(Material for this task)

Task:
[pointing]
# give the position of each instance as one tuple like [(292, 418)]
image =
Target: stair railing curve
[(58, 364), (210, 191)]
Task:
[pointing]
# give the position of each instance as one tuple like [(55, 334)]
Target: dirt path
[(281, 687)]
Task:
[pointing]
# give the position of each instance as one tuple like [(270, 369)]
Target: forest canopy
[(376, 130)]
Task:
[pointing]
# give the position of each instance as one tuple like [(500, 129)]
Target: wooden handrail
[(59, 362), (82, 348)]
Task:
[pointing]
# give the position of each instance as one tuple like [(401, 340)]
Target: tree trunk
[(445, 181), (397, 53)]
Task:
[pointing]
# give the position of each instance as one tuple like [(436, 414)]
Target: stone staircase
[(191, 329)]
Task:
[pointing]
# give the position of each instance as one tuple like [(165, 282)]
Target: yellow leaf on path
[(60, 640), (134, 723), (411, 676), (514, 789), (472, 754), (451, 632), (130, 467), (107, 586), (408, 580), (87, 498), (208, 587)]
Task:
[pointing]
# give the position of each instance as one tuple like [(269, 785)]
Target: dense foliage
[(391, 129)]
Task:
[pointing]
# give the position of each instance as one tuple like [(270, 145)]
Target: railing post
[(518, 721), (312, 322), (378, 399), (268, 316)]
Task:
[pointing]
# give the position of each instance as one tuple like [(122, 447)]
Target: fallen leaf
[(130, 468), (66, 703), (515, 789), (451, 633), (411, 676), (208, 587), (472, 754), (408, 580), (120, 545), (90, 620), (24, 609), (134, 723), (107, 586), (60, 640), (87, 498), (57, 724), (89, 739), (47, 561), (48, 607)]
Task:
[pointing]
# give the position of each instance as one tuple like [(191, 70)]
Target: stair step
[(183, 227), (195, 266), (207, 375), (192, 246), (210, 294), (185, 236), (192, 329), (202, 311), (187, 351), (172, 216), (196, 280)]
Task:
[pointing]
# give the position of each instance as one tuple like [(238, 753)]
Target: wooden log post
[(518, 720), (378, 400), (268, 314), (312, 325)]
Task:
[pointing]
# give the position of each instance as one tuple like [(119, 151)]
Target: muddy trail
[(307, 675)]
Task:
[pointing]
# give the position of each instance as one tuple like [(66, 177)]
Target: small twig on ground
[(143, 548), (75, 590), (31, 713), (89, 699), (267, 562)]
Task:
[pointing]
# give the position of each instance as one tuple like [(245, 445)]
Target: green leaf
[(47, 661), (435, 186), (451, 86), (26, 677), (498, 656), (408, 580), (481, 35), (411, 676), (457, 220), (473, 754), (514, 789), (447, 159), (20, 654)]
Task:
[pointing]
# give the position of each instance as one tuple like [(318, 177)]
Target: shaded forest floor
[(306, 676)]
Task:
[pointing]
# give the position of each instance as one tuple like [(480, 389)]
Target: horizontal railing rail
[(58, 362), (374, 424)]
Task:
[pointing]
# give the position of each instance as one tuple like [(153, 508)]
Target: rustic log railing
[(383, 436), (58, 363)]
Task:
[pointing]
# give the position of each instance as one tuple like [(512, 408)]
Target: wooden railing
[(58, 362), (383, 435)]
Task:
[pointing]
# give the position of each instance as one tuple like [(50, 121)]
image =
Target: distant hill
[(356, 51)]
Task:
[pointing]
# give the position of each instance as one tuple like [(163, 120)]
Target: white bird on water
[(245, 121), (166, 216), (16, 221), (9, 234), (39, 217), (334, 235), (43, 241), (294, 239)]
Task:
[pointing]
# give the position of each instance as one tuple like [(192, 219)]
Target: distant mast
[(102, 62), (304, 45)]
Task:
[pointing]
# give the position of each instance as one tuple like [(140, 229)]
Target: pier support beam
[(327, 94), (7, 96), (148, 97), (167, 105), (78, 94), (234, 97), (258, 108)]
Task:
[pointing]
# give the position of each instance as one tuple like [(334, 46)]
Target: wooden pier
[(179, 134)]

(End Material for this task)

◆ **What you will do**: From the records above, transcribe without alteration every line from the one with "like [(292, 418)]" to the one with "like [(270, 145)]", inclusive.

◆ **Task result**:
# give the position of each instance as one tuple like [(292, 418)]
image =
Target: stair railing curve
[(58, 364), (210, 191)]
Task:
[pointing]
# give the position of each instance as one tuple like [(55, 334)]
Target: dirt path
[(281, 687)]
Task:
[pointing]
# give the position of each instance as one tuple like [(270, 369)]
Target: forest canopy
[(376, 130)]
Task:
[pointing]
# give the position of each instance as one tuple like [(500, 129)]
Target: wooden handrail
[(59, 362), (82, 348)]
Task:
[pointing]
# give the position of each instance as one tuple like [(401, 340)]
Target: tree trunk
[(445, 181), (397, 53)]
Task:
[pointing]
# give the position of each instance as one tuple like [(436, 414)]
Target: stone staircase
[(191, 329)]
Task:
[pointing]
# give the position of each instance as one tuple like [(165, 282)]
Target: yellow leaf on path
[(60, 640), (134, 723), (411, 676), (514, 789), (472, 754), (451, 632), (130, 467), (107, 586), (408, 580), (87, 498), (208, 587)]
Task:
[pointing]
# give the position of each instance as one tuple like [(269, 785)]
Target: dense foliage
[(391, 129)]
Task:
[pointing]
# give the position of each instance as one tuple like [(270, 145)]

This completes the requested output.